**AIM**.
Copy the data word for word, keeping every line.

____ STORED DATA

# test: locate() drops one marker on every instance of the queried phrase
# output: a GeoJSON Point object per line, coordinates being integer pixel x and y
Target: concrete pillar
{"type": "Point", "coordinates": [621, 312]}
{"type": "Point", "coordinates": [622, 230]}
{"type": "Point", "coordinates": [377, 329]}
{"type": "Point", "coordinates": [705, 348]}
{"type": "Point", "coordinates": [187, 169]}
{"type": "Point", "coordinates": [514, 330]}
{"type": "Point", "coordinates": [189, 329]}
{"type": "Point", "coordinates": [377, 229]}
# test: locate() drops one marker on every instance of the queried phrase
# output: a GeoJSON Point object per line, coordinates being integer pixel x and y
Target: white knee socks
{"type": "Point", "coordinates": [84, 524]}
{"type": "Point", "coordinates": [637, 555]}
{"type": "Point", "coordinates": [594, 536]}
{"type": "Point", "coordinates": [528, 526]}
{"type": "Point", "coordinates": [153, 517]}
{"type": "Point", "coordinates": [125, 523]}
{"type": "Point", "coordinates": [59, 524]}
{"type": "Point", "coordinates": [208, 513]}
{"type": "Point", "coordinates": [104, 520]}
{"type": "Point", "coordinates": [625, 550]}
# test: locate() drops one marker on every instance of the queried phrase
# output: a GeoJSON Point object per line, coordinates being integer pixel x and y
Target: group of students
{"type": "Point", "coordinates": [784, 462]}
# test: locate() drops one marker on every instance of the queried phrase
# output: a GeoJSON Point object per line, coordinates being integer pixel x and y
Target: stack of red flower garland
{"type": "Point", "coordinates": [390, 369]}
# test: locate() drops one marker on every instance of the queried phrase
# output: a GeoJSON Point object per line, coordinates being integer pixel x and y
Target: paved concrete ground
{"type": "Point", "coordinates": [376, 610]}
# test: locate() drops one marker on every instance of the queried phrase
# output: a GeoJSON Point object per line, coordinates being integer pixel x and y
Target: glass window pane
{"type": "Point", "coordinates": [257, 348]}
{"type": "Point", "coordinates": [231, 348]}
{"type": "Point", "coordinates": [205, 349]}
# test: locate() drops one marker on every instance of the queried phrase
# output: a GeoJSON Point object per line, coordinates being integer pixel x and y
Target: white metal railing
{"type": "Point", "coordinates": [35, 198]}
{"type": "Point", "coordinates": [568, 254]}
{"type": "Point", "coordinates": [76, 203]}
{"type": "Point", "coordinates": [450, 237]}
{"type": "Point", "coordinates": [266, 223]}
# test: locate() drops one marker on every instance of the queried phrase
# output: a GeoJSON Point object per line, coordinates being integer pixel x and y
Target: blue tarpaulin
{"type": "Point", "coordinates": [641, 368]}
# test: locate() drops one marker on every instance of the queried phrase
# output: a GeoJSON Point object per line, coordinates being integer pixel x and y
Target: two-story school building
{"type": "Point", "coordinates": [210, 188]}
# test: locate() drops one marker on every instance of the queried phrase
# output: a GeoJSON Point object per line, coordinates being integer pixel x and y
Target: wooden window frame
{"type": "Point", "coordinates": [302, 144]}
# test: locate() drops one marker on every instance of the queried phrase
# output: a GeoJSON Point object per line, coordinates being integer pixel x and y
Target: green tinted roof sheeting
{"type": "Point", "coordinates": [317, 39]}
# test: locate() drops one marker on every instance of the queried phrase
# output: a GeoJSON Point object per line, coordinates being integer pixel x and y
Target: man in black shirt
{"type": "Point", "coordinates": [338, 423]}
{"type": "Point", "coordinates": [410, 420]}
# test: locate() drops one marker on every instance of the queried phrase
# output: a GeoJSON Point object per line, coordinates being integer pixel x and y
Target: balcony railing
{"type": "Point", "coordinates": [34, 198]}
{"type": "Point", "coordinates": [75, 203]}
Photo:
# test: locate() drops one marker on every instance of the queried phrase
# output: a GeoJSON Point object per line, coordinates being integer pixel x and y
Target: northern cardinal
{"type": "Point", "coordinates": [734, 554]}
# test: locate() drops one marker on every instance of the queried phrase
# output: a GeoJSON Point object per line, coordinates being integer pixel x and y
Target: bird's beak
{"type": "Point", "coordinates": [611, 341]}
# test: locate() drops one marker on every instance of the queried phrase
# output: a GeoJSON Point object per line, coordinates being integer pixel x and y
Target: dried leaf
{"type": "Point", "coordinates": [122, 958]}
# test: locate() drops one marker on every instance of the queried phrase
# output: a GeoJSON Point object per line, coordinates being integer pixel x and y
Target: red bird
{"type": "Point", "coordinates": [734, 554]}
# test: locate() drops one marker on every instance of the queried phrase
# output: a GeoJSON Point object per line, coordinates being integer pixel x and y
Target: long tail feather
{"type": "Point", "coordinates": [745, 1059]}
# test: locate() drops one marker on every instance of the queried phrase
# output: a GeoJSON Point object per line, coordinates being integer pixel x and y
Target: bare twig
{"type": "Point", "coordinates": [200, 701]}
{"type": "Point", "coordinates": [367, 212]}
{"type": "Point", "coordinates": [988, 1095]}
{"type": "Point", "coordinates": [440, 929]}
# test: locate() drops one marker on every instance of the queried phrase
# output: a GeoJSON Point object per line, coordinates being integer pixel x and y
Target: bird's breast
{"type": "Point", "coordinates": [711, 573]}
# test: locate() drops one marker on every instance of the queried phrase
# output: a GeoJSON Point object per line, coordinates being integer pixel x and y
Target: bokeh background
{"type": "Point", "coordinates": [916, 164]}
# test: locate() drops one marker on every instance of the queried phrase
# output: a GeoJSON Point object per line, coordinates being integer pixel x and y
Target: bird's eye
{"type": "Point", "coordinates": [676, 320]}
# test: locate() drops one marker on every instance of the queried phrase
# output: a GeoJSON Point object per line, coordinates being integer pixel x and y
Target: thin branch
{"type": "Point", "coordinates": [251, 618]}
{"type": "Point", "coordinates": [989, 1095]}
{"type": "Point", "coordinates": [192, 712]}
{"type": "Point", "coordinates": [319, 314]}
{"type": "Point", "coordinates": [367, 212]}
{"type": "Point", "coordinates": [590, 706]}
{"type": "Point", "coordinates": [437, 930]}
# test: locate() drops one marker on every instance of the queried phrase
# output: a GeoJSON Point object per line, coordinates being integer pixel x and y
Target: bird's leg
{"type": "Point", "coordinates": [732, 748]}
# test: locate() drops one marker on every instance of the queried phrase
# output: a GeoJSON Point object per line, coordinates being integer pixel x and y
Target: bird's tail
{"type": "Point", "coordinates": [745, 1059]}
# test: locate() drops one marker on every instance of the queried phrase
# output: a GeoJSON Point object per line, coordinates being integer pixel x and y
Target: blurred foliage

________

**SOLUTION TO THIS EXERCISE**.
# test: locate() drops one marker on every instance of the queried phrase
# output: a GeoJSON Point object per line, coordinates being integer pixel x and y
Target: concrete pillar
{"type": "Point", "coordinates": [621, 312]}
{"type": "Point", "coordinates": [622, 230]}
{"type": "Point", "coordinates": [377, 329]}
{"type": "Point", "coordinates": [705, 348]}
{"type": "Point", "coordinates": [187, 169]}
{"type": "Point", "coordinates": [514, 330]}
{"type": "Point", "coordinates": [189, 329]}
{"type": "Point", "coordinates": [377, 229]}
# test: locate() drops one marker on every instance of the queried phrase
# output: a GeoJSON Point object per line, coordinates being integer pixel x and y
Target: white knee socks
{"type": "Point", "coordinates": [84, 524]}
{"type": "Point", "coordinates": [637, 555]}
{"type": "Point", "coordinates": [594, 536]}
{"type": "Point", "coordinates": [528, 526]}
{"type": "Point", "coordinates": [153, 517]}
{"type": "Point", "coordinates": [125, 523]}
{"type": "Point", "coordinates": [59, 524]}
{"type": "Point", "coordinates": [208, 513]}
{"type": "Point", "coordinates": [104, 520]}
{"type": "Point", "coordinates": [625, 550]}
# test: locate() drops one marker on every instance of the queried phrase
# output: a GeoJSON Point object per line, coordinates being integer pixel x and y
Target: group of students
{"type": "Point", "coordinates": [784, 462]}
# test: locate() drops one marker on every instance of the queried phrase
# output: a GeoJSON Point object per line, coordinates being integer pixel x and y
Target: stack of red flower garland
{"type": "Point", "coordinates": [390, 369]}
# test: locate() drops one marker on every instance of the queried phrase
# output: a GeoJSON Point object per line, coordinates being integer pixel x and y
Target: paved concrete ground
{"type": "Point", "coordinates": [376, 610]}
# test: locate() drops one marker on every instance of the queried phrase
# output: a GeoJSON Point object per line, coordinates being integer pixel x and y
Target: glass window pane
{"type": "Point", "coordinates": [257, 348]}
{"type": "Point", "coordinates": [231, 348]}
{"type": "Point", "coordinates": [205, 349]}
# test: locate() drops one marker on every instance of the queried phrase
# output: a GeoJSON Point object per line, coordinates being integer pixel x and y
Target: white metal railing
{"type": "Point", "coordinates": [35, 198]}
{"type": "Point", "coordinates": [568, 254]}
{"type": "Point", "coordinates": [76, 203]}
{"type": "Point", "coordinates": [450, 237]}
{"type": "Point", "coordinates": [266, 223]}
# test: locate() drops one marker on every instance of the queried phrase
# output: a GeoJSON Point object per line, coordinates being integer pixel x and y
Target: blue tarpaulin
{"type": "Point", "coordinates": [641, 368]}
# test: locate() drops one marker on every instance of the queried phrase
# output: a GeoJSON Point object per line, coordinates being integer pixel x and y
Target: two-story school building
{"type": "Point", "coordinates": [210, 188]}
# test: locate() drops one marker on every instance of the queried phrase
# output: a GeoJSON Point object per line, coordinates being integer pixel x and y
Target: wooden window frame
{"type": "Point", "coordinates": [302, 144]}
# test: locate() drops one marker on every instance of the queried phrase
# output: a GeoJSON Point object per line, coordinates being integer pixel x and y
Target: green tinted roof sheeting
{"type": "Point", "coordinates": [317, 39]}
# test: locate() drops one marker on every instance of the queried phrase
# output: a GeoJSON Point object per line, coordinates being integer pixel x and y
Target: man in black shirt
{"type": "Point", "coordinates": [338, 423]}
{"type": "Point", "coordinates": [410, 420]}
# test: locate() drops one marker on every instance of the queried phrase
# output: a GeoJSON Point object per line, coordinates being integer pixel x and y
Target: balcony railing
{"type": "Point", "coordinates": [34, 198]}
{"type": "Point", "coordinates": [75, 203]}
Photo:
# test: locate() drops one marker on every instance of the queried phrase
# output: a GeoJSON Point object per line, coordinates being integer pixel x and y
Target: northern cardinal
{"type": "Point", "coordinates": [734, 554]}
# test: locate() drops one marker on every instance of the queried phrase
# output: a GeoJSON Point object per line, coordinates being integer pixel x and y
Target: bird's beak
{"type": "Point", "coordinates": [611, 341]}
# test: locate() drops one marker on every instance of the queried phrase
# output: a GeoJSON Point object per line, coordinates being integer pixel x and y
Target: dried leaf
{"type": "Point", "coordinates": [122, 958]}
# test: locate() drops one marker on every instance of the queried phrase
# output: a GeoJSON Point object per line, coordinates being integer pixel x and y
Target: red bird
{"type": "Point", "coordinates": [734, 554]}
# test: locate() drops one marker on every instance of the queried phrase
# output: a GeoJSON Point object per line, coordinates being integer pixel x and y
Target: long tail feather
{"type": "Point", "coordinates": [745, 1059]}
# test: locate() drops one marker on every instance of the queried phrase
# output: a GeoJSON Point object per line, coordinates being integer pixel x and y
Target: bare twig
{"type": "Point", "coordinates": [200, 701]}
{"type": "Point", "coordinates": [367, 212]}
{"type": "Point", "coordinates": [988, 1095]}
{"type": "Point", "coordinates": [440, 929]}
# test: locate() drops one marker on every instance of the queried phrase
# output: a GeoJSON Point object per line, coordinates being integer pixel x and y
Target: bird's breast
{"type": "Point", "coordinates": [711, 573]}
# test: locate() drops one marker on every instance of the queried phrase
# output: a GeoJSON Point object per line, coordinates being integer pixel x and y
Target: bokeh background
{"type": "Point", "coordinates": [916, 164]}
# test: locate() drops one marker on every instance of the queried phrase
# output: a GeoJSON Point object per line, coordinates being integer pixel x and y
Target: bird's eye
{"type": "Point", "coordinates": [676, 320]}
# test: locate() drops one marker on every instance of the queried phrase
# output: a GeoJSON Point object per line, coordinates being integer pixel x and y
Target: thin branch
{"type": "Point", "coordinates": [251, 618]}
{"type": "Point", "coordinates": [989, 1095]}
{"type": "Point", "coordinates": [192, 712]}
{"type": "Point", "coordinates": [319, 314]}
{"type": "Point", "coordinates": [367, 212]}
{"type": "Point", "coordinates": [590, 706]}
{"type": "Point", "coordinates": [437, 930]}
# test: locate() drops one marker on every instance of the queried phrase
# output: a GeoJSON Point object per line, coordinates being integer pixel x and y
Target: bird's leg
{"type": "Point", "coordinates": [732, 748]}
# test: locate() drops one marker on every instance of the queried phrase
# output: a GeoJSON Point object per line, coordinates being integer pixel x and y
Target: bird's tail
{"type": "Point", "coordinates": [745, 1059]}
# test: locate() drops one marker on every instance of the queried phrase
# output: a GeoJSON Point object per line, coordinates being integer pixel x and y
Target: blurred foliage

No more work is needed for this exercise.